Problem requirements:
Print the entries exactly as given.
══════════════════════════════
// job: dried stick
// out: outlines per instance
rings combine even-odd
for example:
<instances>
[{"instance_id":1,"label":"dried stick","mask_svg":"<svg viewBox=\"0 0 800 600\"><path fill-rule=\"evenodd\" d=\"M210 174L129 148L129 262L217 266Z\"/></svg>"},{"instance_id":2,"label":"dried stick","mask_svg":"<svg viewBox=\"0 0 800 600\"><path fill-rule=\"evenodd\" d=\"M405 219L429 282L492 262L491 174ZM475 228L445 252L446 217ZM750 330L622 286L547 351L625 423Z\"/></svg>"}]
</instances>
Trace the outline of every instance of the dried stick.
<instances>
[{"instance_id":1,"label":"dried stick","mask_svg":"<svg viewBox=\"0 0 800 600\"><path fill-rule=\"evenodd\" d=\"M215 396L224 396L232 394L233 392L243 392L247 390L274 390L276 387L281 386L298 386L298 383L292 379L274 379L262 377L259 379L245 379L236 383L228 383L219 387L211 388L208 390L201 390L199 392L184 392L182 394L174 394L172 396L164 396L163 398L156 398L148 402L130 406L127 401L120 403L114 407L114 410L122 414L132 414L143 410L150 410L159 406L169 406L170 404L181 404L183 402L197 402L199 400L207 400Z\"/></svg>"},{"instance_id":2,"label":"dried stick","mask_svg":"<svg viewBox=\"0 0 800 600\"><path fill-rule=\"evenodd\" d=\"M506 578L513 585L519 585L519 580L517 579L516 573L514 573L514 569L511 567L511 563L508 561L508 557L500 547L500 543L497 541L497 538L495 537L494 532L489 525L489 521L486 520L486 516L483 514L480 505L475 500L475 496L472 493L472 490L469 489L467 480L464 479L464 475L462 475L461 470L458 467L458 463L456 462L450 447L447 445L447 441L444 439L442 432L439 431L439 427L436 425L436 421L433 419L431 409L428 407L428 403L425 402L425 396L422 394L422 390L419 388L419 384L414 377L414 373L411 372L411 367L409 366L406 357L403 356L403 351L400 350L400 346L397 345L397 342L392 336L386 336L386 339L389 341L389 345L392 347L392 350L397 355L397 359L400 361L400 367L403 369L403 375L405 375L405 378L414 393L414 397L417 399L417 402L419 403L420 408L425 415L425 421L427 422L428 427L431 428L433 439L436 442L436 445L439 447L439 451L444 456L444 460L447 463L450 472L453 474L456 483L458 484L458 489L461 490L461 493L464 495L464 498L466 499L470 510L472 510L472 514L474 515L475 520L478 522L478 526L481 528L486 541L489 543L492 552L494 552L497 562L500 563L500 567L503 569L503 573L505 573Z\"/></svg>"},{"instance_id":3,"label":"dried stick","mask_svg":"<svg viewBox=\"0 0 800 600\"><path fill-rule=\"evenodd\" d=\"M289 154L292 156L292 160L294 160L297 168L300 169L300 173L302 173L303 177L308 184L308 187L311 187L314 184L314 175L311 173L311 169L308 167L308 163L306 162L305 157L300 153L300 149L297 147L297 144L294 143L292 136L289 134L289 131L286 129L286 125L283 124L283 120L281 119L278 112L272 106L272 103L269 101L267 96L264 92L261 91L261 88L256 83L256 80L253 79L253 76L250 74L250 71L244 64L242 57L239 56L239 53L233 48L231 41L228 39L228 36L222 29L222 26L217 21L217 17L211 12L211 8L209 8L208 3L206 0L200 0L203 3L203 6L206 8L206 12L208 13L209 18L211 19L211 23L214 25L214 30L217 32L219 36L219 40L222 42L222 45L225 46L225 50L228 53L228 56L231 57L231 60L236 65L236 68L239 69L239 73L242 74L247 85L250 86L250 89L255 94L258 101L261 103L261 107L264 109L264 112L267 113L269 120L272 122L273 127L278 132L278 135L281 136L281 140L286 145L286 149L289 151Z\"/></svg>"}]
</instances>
══════════════════════════════
Written answer:
// job: dried stick
// out: outlines per instance
rings combine even-odd
for example:
<instances>
[{"instance_id":1,"label":"dried stick","mask_svg":"<svg viewBox=\"0 0 800 600\"><path fill-rule=\"evenodd\" d=\"M210 174L129 148L129 262L217 266Z\"/></svg>"},{"instance_id":2,"label":"dried stick","mask_svg":"<svg viewBox=\"0 0 800 600\"><path fill-rule=\"evenodd\" d=\"M405 219L429 282L492 262L491 174ZM475 228L445 252L446 217ZM750 330L622 286L547 351L625 423Z\"/></svg>"}]
</instances>
Trace the outline of every instance of the dried stick.
<instances>
[{"instance_id":1,"label":"dried stick","mask_svg":"<svg viewBox=\"0 0 800 600\"><path fill-rule=\"evenodd\" d=\"M215 396L224 396L232 394L233 392L243 392L247 390L274 390L276 387L281 386L298 386L298 383L292 379L274 379L262 377L259 379L245 379L236 383L228 383L219 387L211 388L208 390L201 390L199 392L184 392L182 394L174 394L172 396L164 396L163 398L156 398L148 402L130 406L127 401L120 403L114 407L114 410L122 414L132 414L143 410L150 410L159 406L169 406L170 404L181 404L183 402L197 402L199 400L207 400Z\"/></svg>"},{"instance_id":2,"label":"dried stick","mask_svg":"<svg viewBox=\"0 0 800 600\"><path fill-rule=\"evenodd\" d=\"M506 578L513 585L519 585L519 580L517 579L516 573L514 573L514 569L511 567L511 563L508 561L508 557L500 547L500 543L497 541L497 538L495 537L494 532L489 525L489 521L486 520L486 516L483 514L480 505L475 500L475 496L472 493L472 490L469 489L467 480L464 479L464 475L462 475L461 470L458 467L458 463L456 462L450 447L447 445L447 441L444 439L442 432L439 431L439 427L436 425L436 421L433 419L431 409L428 407L428 403L425 402L425 396L422 394L422 390L419 388L419 384L414 377L414 373L411 372L411 367L409 366L406 357L403 356L403 351L400 350L400 346L397 345L397 342L392 336L386 336L386 339L389 341L389 345L392 347L392 350L397 355L397 359L400 361L400 367L403 369L403 375L405 375L405 378L414 393L414 397L417 399L417 402L419 403L420 408L425 415L425 421L427 422L428 427L431 428L433 439L436 442L436 445L439 447L439 451L444 456L444 460L447 463L450 472L453 474L456 483L458 484L458 489L461 490L461 493L464 495L464 498L466 499L470 510L472 510L472 514L474 515L475 520L478 522L478 526L481 528L486 541L489 543L492 552L494 552L497 562L500 563L500 567L503 569L503 573L505 573Z\"/></svg>"},{"instance_id":3,"label":"dried stick","mask_svg":"<svg viewBox=\"0 0 800 600\"><path fill-rule=\"evenodd\" d=\"M289 154L292 156L292 160L294 160L297 168L300 169L300 173L302 173L303 177L308 184L308 187L311 187L314 184L314 175L311 173L311 169L308 167L308 163L306 162L305 157L300 153L300 149L297 147L297 144L294 143L292 136L289 134L289 131L286 129L286 125L283 124L283 120L281 119L278 112L272 106L272 103L269 101L267 96L264 92L261 91L261 88L256 83L256 80L253 79L253 76L250 74L250 71L244 64L242 57L239 56L239 53L233 48L231 41L228 39L228 36L222 29L222 26L217 21L217 17L211 12L211 8L209 8L208 3L206 0L200 0L203 3L203 6L206 8L206 12L208 13L209 18L211 19L211 23L214 25L214 30L217 32L219 36L219 40L222 42L222 45L225 46L225 50L228 53L228 56L231 57L231 60L236 65L236 68L239 69L239 73L242 74L247 85L250 86L250 89L255 94L258 101L261 103L261 107L264 109L264 112L267 113L269 120L272 122L273 127L278 132L278 135L281 136L281 140L286 145L286 149L289 151Z\"/></svg>"}]
</instances>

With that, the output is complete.